● INSTRUCTION
Format every line of the records below as a JSON list of strings, one string per line, skipping blank lines and leaving out the pictures.

§ §

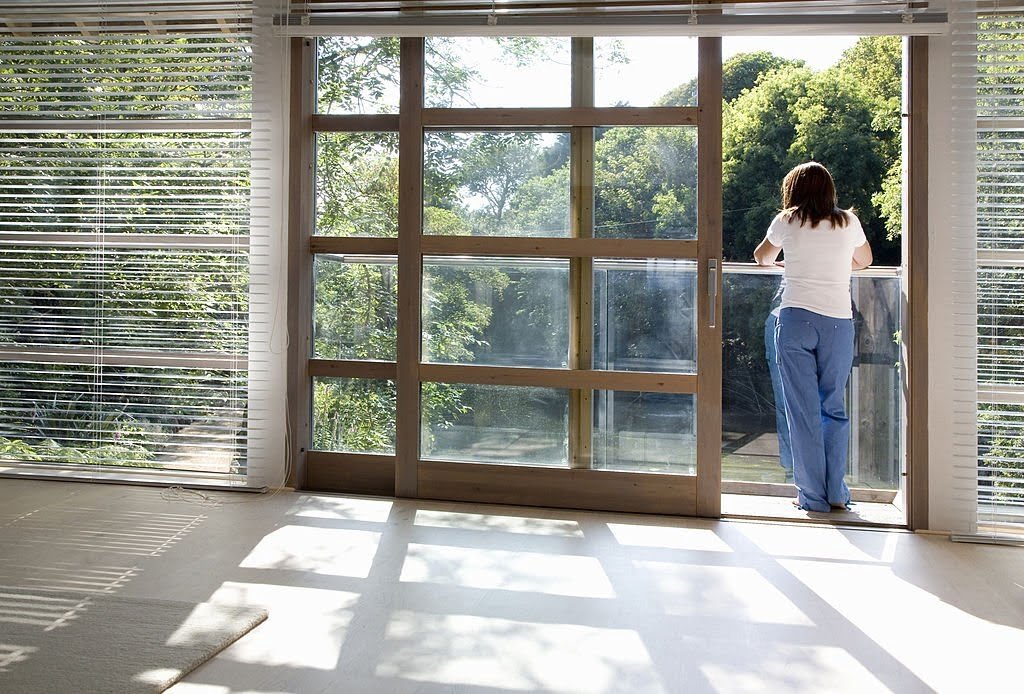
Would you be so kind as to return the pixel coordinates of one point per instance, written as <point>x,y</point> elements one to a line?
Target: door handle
<point>712,292</point>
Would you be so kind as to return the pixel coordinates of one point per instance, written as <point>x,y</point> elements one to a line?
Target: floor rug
<point>98,644</point>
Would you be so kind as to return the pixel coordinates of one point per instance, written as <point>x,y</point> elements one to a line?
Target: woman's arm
<point>766,252</point>
<point>862,257</point>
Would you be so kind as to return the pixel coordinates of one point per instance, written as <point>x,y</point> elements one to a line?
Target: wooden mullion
<point>914,328</point>
<point>709,404</point>
<point>353,369</point>
<point>589,117</point>
<point>410,266</point>
<point>353,245</point>
<point>300,216</point>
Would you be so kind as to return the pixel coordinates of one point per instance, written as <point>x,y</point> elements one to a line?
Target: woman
<point>814,333</point>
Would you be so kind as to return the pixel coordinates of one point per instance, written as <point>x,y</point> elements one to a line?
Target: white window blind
<point>589,17</point>
<point>989,106</point>
<point>125,249</point>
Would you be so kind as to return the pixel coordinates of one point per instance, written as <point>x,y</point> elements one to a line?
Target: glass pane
<point>751,405</point>
<point>645,315</point>
<point>1000,196</point>
<point>496,424</point>
<point>645,72</point>
<point>356,184</point>
<point>645,182</point>
<point>496,311</point>
<point>496,183</point>
<point>353,415</point>
<point>354,307</point>
<point>356,75</point>
<point>509,72</point>
<point>644,432</point>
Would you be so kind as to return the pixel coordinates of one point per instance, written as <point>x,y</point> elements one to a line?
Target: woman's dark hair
<point>808,192</point>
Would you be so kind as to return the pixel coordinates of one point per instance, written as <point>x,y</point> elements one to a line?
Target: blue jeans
<point>815,354</point>
<point>781,427</point>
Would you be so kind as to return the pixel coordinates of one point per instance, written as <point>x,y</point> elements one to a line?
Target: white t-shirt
<point>817,263</point>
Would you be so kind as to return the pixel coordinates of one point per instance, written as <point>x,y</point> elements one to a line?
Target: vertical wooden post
<point>914,314</point>
<point>300,222</point>
<point>410,267</point>
<point>582,269</point>
<point>709,405</point>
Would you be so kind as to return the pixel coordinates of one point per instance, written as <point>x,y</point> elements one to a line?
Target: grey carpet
<point>62,642</point>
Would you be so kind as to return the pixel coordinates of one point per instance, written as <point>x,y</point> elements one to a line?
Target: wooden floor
<point>378,595</point>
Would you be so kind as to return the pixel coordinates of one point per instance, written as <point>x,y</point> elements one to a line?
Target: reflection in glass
<point>644,432</point>
<point>645,315</point>
<point>645,182</point>
<point>356,184</point>
<point>497,424</point>
<point>496,183</point>
<point>496,311</point>
<point>356,75</point>
<point>495,72</point>
<point>648,71</point>
<point>353,415</point>
<point>750,443</point>
<point>354,307</point>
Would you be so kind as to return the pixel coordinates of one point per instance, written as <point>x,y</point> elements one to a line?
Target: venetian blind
<point>989,103</point>
<point>125,169</point>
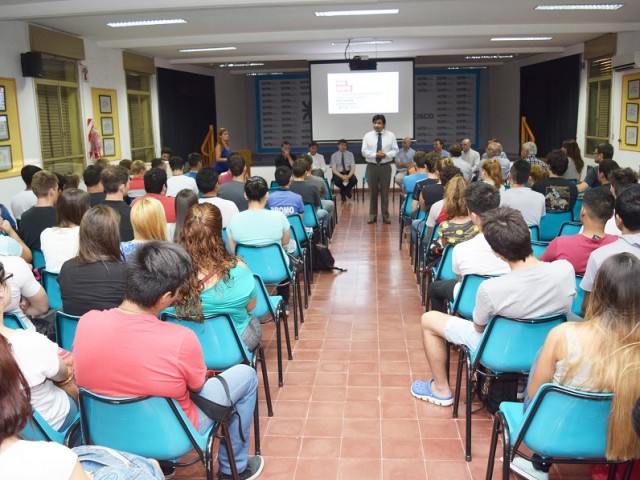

§ §

● WORKED SOLUTION
[
  "Would you be so kind as to return the pixel coordinates of one point per instance, written as <point>x,y</point> elements one to a line?",
  "Target: door handle",
  "<point>712,292</point>",
  "Would you be so kind as to return the pixel coordinates of one point per instance, written as <point>x,y</point> elements one to a line?",
  "Target: floor rug",
  "<point>98,644</point>",
  "Would you be so kind as to return the pixel coordinates of one point per instance, written as <point>x,y</point> elements one to a line?",
  "Target: woman's arm",
  "<point>766,252</point>",
  "<point>862,257</point>",
  "Would you be so kind as to return the pixel coordinates of one point per instance, written as <point>x,y</point> elements one to a line?",
  "Target: wooden mullion",
  "<point>914,328</point>",
  "<point>709,404</point>",
  "<point>353,369</point>",
  "<point>589,117</point>",
  "<point>410,266</point>",
  "<point>353,245</point>",
  "<point>300,216</point>",
  "Would you be so kind as to return the pixel coordinates of one point per instance, written as <point>x,y</point> elements one to a line?",
  "Target: woman",
  "<point>814,333</point>",
  "Would you be so kind as to return the pixel coordinates of one point per instance, written as <point>x,y</point> elements one to a line?",
  "Target: white window blind",
  "<point>589,17</point>",
  "<point>989,106</point>",
  "<point>125,249</point>",
  "Would you be so kind as to return the pixel coordinates of one point per instance, written as <point>x,y</point> elements one to a line?",
  "Target: glass pane",
  "<point>751,405</point>",
  "<point>645,315</point>",
  "<point>1000,196</point>",
  "<point>496,424</point>",
  "<point>645,72</point>",
  "<point>356,184</point>",
  "<point>645,182</point>",
  "<point>496,311</point>",
  "<point>496,183</point>",
  "<point>353,415</point>",
  "<point>354,307</point>",
  "<point>356,75</point>",
  "<point>509,72</point>",
  "<point>644,432</point>",
  "Would you be so kind as to return the pixel coordinates of one point per instance, written as <point>x,y</point> elements one to a line?",
  "Target: woman's dark hair",
  "<point>808,192</point>",
  "Would you be so kind as to return the pixel coordinates of one point per instance, written as <point>x,y</point> elements one to a line?",
  "Target: blue jeans",
  "<point>815,354</point>",
  "<point>781,427</point>",
  "Would you be so kind as to return the pixel coordinates of one point per instance, written as <point>x,y</point> elements one to a line?",
  "Target: white t-shirt",
  "<point>817,263</point>",
  "Would you be so kind as to return the pixel coordinates of one point per instance, written as <point>x,y</point> elements one to a line?",
  "Target: vertical wooden post",
  "<point>914,314</point>",
  "<point>300,222</point>",
  "<point>410,267</point>",
  "<point>582,269</point>",
  "<point>709,405</point>",
  "Would you be so kind as to return the pixel coordinates of one point per instance, written as <point>x,y</point> elements one to a line?",
  "Target: grey carpet",
  "<point>62,642</point>",
  "Would you be so kind as to return the pixel coordinates of one point per instance, written as <point>x,y</point> elements one to a line?",
  "Target: wooden floor",
  "<point>378,595</point>",
  "Would you be so kind as to return the pixel coordinates of one point per instance, written as <point>x,y</point> elements one to a line?",
  "Target: reflection in glass",
  "<point>644,432</point>",
  "<point>645,315</point>",
  "<point>645,182</point>",
  "<point>356,184</point>",
  "<point>497,424</point>",
  "<point>496,183</point>",
  "<point>496,311</point>",
  "<point>356,75</point>",
  "<point>495,72</point>",
  "<point>648,71</point>",
  "<point>353,415</point>",
  "<point>750,443</point>",
  "<point>354,307</point>",
  "Would you be so kind as to return the pixel coordinates of one point per instance, written as <point>x,y</point> elements one to a line?",
  "Target: venetian blind",
  "<point>989,103</point>",
  "<point>125,169</point>"
]